━━━ Extrait à lire

Fin janvier, la ministre Lebouthillier a aussi annoncé la levée du moratoire sur la pêche au sébaste. Elle a alors décrété un quota « plancher » de 25 000 tonnes, dont 10 % iront aux crevettiers.

« L’annonce pour la crevette était prévisible, mais l’annonce pour la répartition de quotas de sébastes vient plus ou moins signer l’arrêt de mort de notre flottille », soupire Patrice Element, directeur de l’Office des pêcheurs de crevette du Québec.

« À un moment donné, soit qu’elle révise les allocations de sébastes ou qu’elle finance une rationalisation, [c’est-à-dire un] rachat de permis et d’entreprises. Parce que là, pour la quasi-totalité de la flotte, c’est la faillite qui s’en vient », ajoute-t-il.

En incluant le Québec, Terre-Neuve-et-Labrador, le Nouveau-Brunswick et les Premières Nations, il y a entre 80 et 90 permis de pêche à la crevette dans le golfe du Saint-Laurent, explique-t-il.

Il calcule donc que, par entreprise de pêche, cette allocation représente environ 70 000 livres de sébaste. Or, il souligne qu’il faut environ une journée et demie de pêche pour capturer ce volume. « Il n’y a rien là pour nous autres. »

━━━━━━
━━━ Données fournies

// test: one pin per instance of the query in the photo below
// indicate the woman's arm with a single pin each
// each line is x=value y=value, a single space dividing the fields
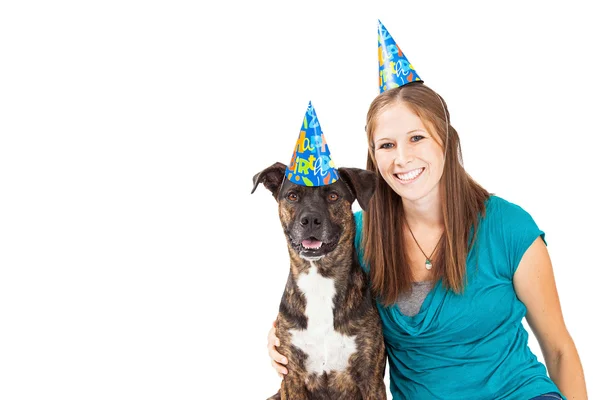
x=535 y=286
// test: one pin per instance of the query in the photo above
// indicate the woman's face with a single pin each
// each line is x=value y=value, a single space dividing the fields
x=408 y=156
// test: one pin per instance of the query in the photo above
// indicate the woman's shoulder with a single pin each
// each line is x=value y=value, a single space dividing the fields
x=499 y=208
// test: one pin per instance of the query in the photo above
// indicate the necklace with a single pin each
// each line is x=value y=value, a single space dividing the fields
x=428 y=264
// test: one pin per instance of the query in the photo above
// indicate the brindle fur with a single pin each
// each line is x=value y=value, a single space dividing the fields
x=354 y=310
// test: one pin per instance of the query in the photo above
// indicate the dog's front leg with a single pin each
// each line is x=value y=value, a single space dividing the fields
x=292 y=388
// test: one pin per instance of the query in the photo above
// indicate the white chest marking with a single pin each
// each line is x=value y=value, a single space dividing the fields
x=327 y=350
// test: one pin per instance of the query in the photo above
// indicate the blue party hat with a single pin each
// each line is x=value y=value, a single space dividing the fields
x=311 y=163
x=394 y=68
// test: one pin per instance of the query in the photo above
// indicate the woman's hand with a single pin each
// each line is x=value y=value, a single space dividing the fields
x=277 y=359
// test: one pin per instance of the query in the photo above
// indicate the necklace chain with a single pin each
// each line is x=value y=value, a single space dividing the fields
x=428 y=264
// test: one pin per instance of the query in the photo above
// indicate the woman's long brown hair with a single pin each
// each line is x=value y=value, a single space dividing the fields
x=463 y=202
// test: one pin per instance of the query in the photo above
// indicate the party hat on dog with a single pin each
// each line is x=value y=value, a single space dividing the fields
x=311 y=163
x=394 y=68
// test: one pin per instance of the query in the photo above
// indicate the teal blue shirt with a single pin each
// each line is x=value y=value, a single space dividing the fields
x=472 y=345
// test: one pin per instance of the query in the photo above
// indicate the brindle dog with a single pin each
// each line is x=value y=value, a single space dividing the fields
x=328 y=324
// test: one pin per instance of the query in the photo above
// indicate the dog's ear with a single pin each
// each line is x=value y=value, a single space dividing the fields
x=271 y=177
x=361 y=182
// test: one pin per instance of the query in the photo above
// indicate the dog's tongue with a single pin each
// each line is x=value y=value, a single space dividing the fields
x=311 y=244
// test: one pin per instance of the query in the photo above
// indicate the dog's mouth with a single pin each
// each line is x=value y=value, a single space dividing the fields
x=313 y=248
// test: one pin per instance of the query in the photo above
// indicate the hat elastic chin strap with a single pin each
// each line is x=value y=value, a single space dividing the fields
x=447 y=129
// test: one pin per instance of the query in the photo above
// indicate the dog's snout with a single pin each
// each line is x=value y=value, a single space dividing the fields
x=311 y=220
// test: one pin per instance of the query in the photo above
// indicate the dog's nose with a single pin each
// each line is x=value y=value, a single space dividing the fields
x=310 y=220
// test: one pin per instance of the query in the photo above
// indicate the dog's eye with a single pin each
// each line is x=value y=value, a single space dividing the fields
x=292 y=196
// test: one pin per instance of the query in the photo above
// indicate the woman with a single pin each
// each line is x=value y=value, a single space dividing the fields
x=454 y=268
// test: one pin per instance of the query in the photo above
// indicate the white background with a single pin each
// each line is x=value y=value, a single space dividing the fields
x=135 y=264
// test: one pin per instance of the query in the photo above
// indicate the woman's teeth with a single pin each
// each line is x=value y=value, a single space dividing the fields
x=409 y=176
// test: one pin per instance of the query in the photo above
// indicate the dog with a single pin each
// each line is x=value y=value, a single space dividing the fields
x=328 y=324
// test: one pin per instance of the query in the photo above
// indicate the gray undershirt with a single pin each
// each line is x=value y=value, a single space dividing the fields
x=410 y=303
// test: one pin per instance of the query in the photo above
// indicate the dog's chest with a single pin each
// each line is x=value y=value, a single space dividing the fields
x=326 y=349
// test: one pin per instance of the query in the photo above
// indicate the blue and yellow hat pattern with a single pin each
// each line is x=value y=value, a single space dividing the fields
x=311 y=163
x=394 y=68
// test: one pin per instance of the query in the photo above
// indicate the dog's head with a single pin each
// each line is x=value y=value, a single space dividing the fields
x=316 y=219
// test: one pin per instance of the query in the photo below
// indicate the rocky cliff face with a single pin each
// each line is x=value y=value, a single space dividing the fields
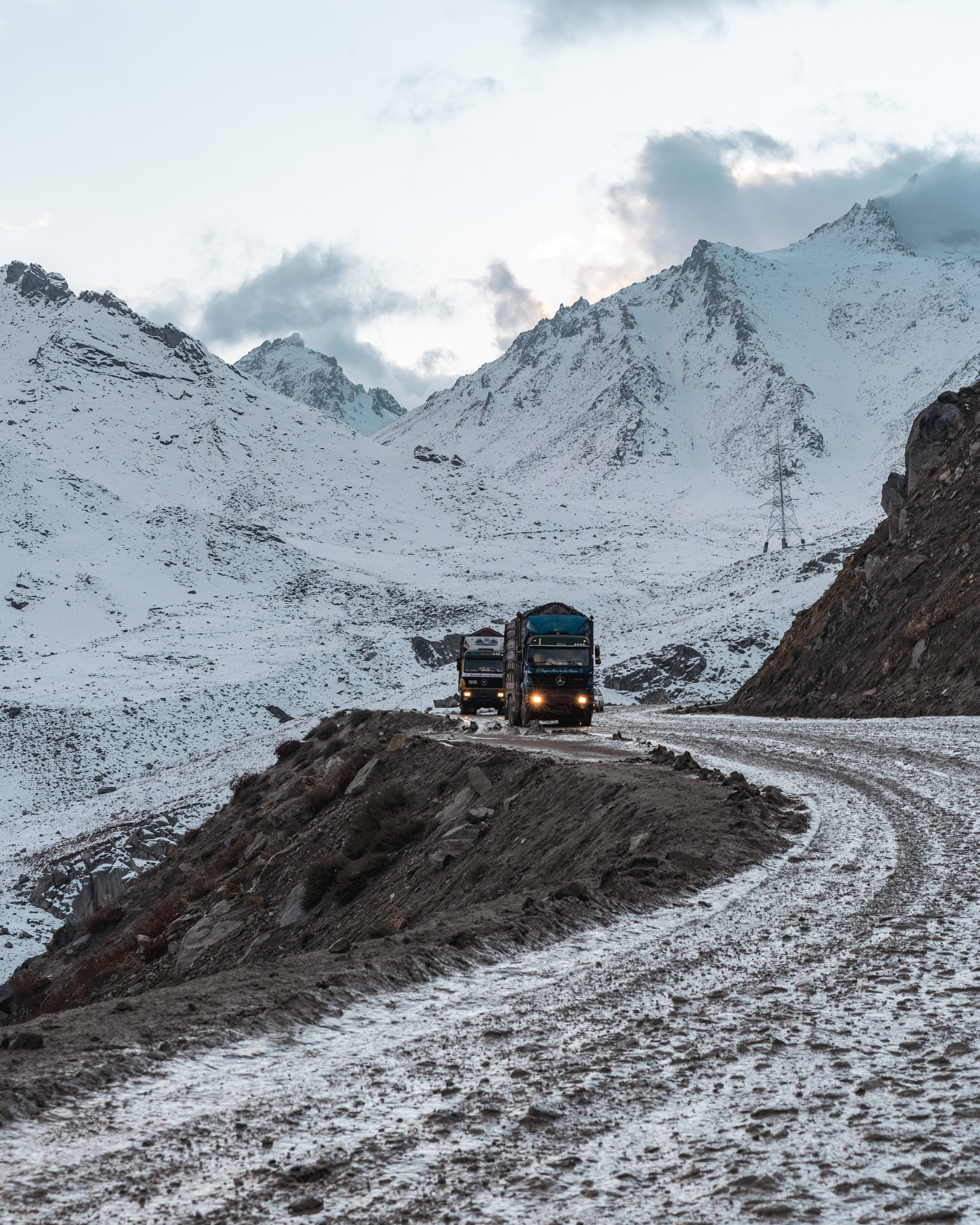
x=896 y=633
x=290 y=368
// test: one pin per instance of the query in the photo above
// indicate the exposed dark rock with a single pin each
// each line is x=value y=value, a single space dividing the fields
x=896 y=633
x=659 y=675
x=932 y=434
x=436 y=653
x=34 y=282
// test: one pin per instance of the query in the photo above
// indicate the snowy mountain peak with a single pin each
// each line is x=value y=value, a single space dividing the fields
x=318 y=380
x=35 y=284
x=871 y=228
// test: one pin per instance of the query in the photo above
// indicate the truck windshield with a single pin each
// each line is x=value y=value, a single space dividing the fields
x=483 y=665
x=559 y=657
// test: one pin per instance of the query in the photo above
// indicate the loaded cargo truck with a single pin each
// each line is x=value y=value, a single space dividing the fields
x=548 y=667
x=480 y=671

━━━━━━
━━━ Données fournies

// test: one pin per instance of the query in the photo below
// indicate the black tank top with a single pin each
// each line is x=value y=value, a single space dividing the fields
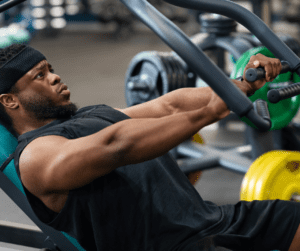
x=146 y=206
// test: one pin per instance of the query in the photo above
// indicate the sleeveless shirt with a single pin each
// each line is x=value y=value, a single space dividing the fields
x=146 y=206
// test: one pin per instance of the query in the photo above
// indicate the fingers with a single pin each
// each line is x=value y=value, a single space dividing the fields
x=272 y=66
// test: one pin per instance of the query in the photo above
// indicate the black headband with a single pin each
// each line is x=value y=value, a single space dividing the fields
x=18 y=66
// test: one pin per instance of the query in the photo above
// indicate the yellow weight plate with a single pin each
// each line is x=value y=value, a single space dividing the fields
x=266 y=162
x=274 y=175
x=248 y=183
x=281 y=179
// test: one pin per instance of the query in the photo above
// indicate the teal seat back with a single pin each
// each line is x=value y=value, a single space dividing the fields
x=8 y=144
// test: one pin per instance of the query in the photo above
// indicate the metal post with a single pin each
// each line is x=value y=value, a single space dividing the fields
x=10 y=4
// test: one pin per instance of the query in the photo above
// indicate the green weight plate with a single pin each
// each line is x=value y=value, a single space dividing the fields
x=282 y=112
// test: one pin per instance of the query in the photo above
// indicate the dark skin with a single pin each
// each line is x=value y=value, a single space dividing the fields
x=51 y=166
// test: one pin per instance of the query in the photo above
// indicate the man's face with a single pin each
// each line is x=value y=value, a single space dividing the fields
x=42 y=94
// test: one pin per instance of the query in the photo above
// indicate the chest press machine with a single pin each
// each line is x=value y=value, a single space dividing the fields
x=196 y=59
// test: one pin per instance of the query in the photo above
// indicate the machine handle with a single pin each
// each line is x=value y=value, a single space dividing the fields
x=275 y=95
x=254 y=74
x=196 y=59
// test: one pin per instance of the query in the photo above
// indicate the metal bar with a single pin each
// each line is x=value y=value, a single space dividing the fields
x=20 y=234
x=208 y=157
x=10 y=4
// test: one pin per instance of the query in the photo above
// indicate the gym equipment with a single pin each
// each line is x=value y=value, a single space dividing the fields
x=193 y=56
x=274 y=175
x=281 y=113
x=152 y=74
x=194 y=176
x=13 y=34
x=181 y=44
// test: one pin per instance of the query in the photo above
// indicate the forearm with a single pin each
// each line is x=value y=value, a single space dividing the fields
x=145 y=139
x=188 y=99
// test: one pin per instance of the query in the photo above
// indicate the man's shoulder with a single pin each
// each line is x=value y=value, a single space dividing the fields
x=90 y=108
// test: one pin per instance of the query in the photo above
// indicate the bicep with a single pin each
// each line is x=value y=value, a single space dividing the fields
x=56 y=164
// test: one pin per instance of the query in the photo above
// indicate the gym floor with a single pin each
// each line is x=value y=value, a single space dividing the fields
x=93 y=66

━━━━━━
━━━ Données fournies

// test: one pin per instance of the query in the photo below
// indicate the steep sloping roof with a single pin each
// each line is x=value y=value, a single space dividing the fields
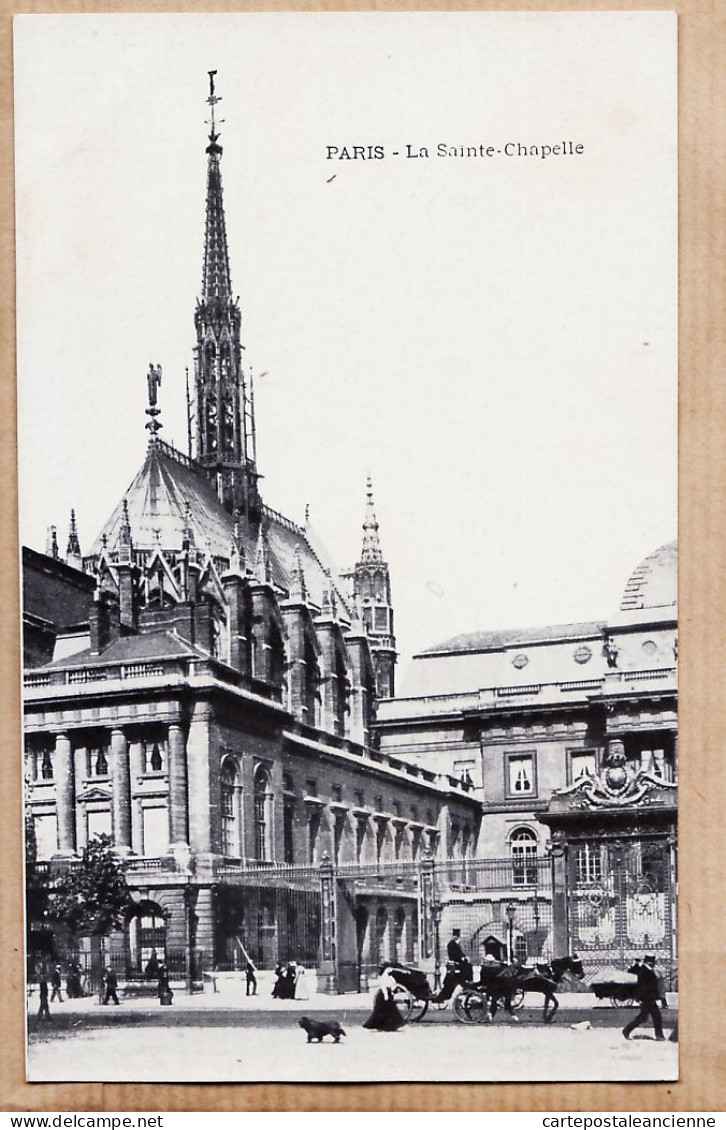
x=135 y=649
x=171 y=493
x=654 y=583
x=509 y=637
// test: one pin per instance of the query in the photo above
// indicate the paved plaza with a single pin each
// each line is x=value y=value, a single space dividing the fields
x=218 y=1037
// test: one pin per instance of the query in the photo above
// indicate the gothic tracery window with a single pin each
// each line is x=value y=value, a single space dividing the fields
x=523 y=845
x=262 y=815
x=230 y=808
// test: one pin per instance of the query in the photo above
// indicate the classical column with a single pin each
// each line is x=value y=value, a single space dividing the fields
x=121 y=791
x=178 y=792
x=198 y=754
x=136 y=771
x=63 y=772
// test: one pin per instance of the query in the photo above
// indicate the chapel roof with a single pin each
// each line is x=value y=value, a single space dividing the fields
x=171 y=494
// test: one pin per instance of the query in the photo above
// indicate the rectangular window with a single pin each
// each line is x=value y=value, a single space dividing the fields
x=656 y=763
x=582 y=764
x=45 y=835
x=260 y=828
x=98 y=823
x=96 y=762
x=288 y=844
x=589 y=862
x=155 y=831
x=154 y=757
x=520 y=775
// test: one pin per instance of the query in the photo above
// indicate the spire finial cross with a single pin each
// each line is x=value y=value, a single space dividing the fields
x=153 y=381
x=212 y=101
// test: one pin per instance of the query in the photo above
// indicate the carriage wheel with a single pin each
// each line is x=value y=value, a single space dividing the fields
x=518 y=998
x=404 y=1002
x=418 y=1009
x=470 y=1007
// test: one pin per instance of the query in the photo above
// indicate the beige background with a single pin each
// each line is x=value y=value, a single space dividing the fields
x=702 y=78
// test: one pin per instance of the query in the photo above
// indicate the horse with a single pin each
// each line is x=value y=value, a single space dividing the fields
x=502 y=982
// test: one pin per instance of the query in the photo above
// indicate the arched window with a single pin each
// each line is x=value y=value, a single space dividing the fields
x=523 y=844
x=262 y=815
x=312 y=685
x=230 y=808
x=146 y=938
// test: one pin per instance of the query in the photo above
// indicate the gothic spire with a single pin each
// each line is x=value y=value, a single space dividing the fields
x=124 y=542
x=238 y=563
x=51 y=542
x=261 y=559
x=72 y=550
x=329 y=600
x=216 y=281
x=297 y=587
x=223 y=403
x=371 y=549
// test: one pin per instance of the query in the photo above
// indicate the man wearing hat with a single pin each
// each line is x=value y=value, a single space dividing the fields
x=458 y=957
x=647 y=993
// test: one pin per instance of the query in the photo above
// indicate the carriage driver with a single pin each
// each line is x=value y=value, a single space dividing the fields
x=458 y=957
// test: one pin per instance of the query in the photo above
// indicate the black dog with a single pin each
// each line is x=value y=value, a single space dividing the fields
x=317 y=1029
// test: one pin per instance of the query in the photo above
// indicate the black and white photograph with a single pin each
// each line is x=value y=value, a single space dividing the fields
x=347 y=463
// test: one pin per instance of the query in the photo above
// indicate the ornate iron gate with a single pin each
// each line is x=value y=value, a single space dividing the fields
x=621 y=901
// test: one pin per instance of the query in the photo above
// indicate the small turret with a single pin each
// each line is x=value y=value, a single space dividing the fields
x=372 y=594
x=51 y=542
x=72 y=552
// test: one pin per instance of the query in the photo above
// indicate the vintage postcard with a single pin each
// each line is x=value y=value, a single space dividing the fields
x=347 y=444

━━━━━━

-- Consignes --
1) Pour chacune des affirmations suivantes, dites si elle concorde avec l'extrait sur la pêche à la crevette, en répondant par oui ou par non et en citant textuellement les mots de l'extrait qui tranchent : (a) le quota « plancher » de sébaste est fixé à 25 000 tonnes ; (b) on compte plus de 100 permis de pêche à la crevette dans le golfe du Saint-Laurent ; (c) environ une journée et demie de pêche suffit pour capturer le volume que représente l'allocation par entreprise.
2) Recopiez fidèlement le passage de l'extrait sur la pêche à la crevette, depuis « Fin janvier, la » jusqu'à « iront aux crevettiers. ».
La liste constitue un matériau à part, indépendant de l'extrait.

-- Réponses --
1)
(a) Oui : « un quota « plancher » de 25 000 tonnes ».
(b) Non : « il y a entre 80 et 90 permis de pêche à la crevette dans le golfe du Saint-Laurent ».
(c) Oui : « il faut environ une journée et demie de pêche pour capturer ce volume ».

2)
Fin janvier, la ministre Lebouthillier a aussi annoncé la levée du moratoire sur la pêche au sébaste. Elle a alors décrété un quota « plancher » de 25 000 tonnes, dont 10 % iront aux crevettiers.